[Requirement] Can you copy the part of the listing that opens with the line containing "Target: woman's hair" and runs through the end of the listing, changing "concrete wall" to "brick wall" and leaving everything else as it is?
>> begin
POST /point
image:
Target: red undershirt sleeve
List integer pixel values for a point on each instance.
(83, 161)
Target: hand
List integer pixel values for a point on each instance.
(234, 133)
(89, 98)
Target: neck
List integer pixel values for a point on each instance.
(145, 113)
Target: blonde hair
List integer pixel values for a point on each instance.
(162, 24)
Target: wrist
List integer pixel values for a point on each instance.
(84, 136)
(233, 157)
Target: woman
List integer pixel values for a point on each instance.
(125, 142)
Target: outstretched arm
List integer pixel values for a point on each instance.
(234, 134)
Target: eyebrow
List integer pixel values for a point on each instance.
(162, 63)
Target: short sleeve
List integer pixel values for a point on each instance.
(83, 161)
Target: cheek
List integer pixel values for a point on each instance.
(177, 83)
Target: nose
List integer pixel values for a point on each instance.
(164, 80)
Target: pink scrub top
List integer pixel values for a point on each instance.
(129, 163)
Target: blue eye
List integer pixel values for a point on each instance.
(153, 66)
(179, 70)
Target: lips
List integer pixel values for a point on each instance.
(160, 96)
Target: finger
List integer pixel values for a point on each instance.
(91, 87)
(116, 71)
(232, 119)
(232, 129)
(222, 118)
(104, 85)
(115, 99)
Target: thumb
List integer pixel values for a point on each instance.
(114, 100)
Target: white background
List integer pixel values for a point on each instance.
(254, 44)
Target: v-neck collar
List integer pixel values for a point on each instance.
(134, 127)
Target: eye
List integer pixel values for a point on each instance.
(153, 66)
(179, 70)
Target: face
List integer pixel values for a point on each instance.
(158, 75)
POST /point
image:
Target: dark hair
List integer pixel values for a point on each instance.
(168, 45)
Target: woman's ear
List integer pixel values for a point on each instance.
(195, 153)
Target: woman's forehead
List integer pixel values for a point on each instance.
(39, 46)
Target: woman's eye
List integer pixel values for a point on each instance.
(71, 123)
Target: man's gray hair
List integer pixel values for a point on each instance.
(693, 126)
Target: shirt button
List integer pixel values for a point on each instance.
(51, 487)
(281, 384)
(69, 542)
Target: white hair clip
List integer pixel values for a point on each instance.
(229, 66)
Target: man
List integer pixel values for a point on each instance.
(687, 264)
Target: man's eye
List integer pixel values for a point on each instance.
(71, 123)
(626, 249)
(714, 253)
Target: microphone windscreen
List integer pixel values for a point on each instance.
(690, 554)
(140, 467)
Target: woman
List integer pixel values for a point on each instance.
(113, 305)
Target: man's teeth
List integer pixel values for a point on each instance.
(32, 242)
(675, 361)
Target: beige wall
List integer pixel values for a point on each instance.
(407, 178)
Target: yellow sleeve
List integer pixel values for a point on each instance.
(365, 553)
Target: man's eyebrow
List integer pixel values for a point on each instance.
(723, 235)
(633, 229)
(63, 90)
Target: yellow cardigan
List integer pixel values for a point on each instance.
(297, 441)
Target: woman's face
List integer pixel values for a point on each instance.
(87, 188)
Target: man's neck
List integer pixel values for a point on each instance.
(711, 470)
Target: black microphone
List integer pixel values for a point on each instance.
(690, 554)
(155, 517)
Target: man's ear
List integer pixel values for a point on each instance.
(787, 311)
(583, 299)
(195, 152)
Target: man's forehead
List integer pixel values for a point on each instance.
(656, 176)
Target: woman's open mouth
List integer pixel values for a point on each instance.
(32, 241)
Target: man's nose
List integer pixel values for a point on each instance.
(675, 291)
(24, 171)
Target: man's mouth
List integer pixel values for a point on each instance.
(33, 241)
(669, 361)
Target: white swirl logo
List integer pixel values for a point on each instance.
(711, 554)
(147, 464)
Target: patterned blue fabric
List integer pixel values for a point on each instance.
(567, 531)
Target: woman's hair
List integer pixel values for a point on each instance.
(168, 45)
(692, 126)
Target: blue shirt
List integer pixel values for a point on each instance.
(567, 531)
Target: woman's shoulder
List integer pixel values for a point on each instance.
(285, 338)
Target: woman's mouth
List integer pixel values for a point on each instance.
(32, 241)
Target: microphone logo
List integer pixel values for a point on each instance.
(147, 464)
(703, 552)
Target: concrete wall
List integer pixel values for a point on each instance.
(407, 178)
>> end
[Expected output]
Target: woman's hair
List integer pixel values for a point on each instance.
(168, 45)
(692, 126)
Target: blue shirt
List integer pixel values for a point on each instance.
(567, 531)
Target: woman's shoulder
List integer pixel values for a point on each instance.
(285, 338)
Target: woman's mouth
List integer pixel values for a point on each instance.
(32, 241)
Target: microphone logo
List integer pixel values for a point on each instance.
(147, 464)
(703, 552)
Target: brick wall
List integer pixel values for a point on each instance.
(407, 178)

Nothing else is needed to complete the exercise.